PASSAGE FOR REVIEW:
More Patient Benefit, Less Programming Effort

with the Adaptive Phonak Digital Bimodal Fitting Formula

 

Automatically Align the Frequency Response, Loudness Growth, and AGC of your Patient’s CI and Hearing Aid in the Fewest Step

  Select “Adaptive Phonak Digital Bimodal” fitting formula

Conventional bimodal fitting procedures required for fitting other cochlear implants to work with a hearing aid can be time-consuming. You need expertise with both hearing aid and cochlear implant fitting software, and may spend considerable time fitting both devices. The simple selection of the Phonak Adaptive Bimodal Fitting Formula in the Phonak fitting software bypasses the iterative fine tuning required to balance the bimodal listening experience for your patients.

Programming a Naída™ Link with Phonak Target programming software is easy. To take advantage of the optimized frequency response, loudness growth, and dynamic behavior, the fitter only needs to connect a Naida Link to Target. By default APDB is selected and will offer these benefits to bimodal listeners.
 

Why is a Bimodal Fitting Formula necessary?

Conventional hearing aid prescriptions (e.g., NAL-NL2, DSL v5) do not align acoustic and electric processing, which is required for optimal bimodal hearing. This relates to the frequency response, loudness growth and dynamic behavior of the two devices.

Frequency Response: Traditional fitting prescriptions, for example, focus amplification in frequency regions that are important for speech understanding (1 – 4 kHz), whereas low frequencies (250 – 750 Hz) may be most important for maximizing bimodal benefit.

Loudness Growth: Low compression kneepoints (CK < 50 dB SPL) and moderate compression ratios (CR ~ 2:1) are usually prescribed for hearing aids, while cochlear implants use very different input/output functions (e.g., Naída CI: CK = 63 dB, CR = 12:1)

Dynamic Behavior: The dynamic behavior of AGC systems differs substantially between devices. Hearing aids typically implement syllabic compression (attack/release time < 50 ms), whereas cochlear implants use slow-acting automatic gain control (attack/release > 1 sec).

(Entries from a dataset)
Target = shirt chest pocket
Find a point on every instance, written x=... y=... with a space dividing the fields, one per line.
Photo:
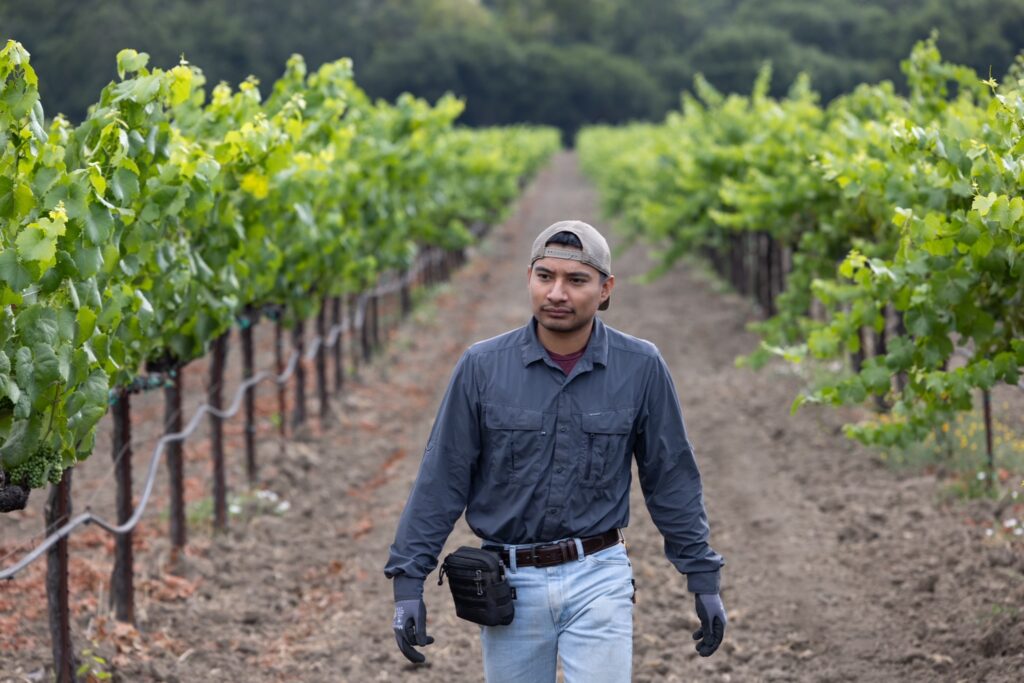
x=513 y=440
x=606 y=436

PROBLEM DESCRIPTION: Please copy the bimodal fitting passage word for word, starting with "Automatically Align the" and going on through "for your patients.". The entries have no connection to the bimodal fitting passage.

ANSWER SECTION:
Automatically Align the Frequency Response, Loudness Growth, and AGC of your Patient’s CI and Hearing Aid in the Fewest Step

  Select “Adaptive Phonak Digital Bimodal” fitting formula

Conventional bimodal fitting procedures required for fitting other cochlear implants to work with a hearing aid can be time-consuming. You need expertise with both hearing aid and cochlear implant fitting software, and may spend considerable time fitting both devices. The simple selection of the Phonak Adaptive Bimodal Fitting Formula in the Phonak fitting software bypasses the iterative fine tuning required to balance the bimodal listening experience for your patients.